Given problem A — According to the article on China's slowdown, what four troubles is China's economy facing this year?

Source extract —

--------

How China’s Slowdown Could Impact Your Portfolio

How China’s Slowdown Could Impact Your Portfolio
Stéphane Renevier, CFA

6 months ago2 mins

Mentioned in story

China's economy has been dealt a tricky hand this year – it’s holding a turbulent property market, a drooping currency, dwindling consumption, and sinking exports. And some investors believe the world’s second-biggest economy could soon find itself on a losing streak. So whether you're pondering a wager on China's rough patch or simply defending your portfolio, here's a useful breakdown of how the chips might fall.

--------

[Lines of data]
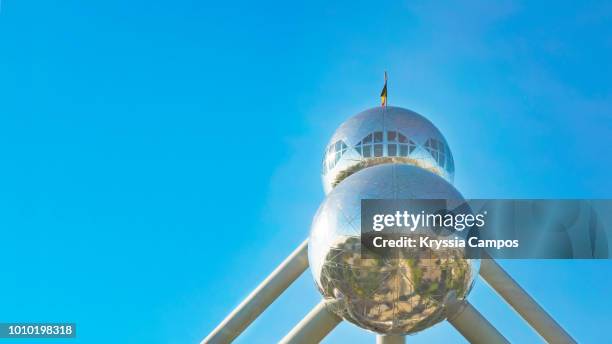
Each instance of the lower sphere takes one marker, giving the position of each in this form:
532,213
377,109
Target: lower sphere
397,295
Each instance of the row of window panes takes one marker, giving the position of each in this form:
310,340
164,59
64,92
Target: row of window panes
334,153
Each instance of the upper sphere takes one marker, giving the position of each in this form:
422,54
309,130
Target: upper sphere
385,135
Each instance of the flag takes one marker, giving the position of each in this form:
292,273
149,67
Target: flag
383,94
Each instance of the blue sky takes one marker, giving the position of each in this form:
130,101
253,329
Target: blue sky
160,158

--------

Given problem B — Copy the rows word for word, starting at the line that contains "Each instance of the upper" and continuing through the final line of the rows, with both of those lines included.

Answer A — A turbulent property market, a drooping currency, dwindling consumption, and sinking exports.

Answer B —
Each instance of the upper sphere takes one marker, giving the position of each in this form:
422,54
309,130
Target: upper sphere
385,135
Each instance of the flag takes one marker, giving the position of each in this form:
292,273
149,67
Target: flag
383,94
Each instance of the blue sky takes one marker, giving the position of each in this form:
130,101
253,329
Target: blue sky
160,158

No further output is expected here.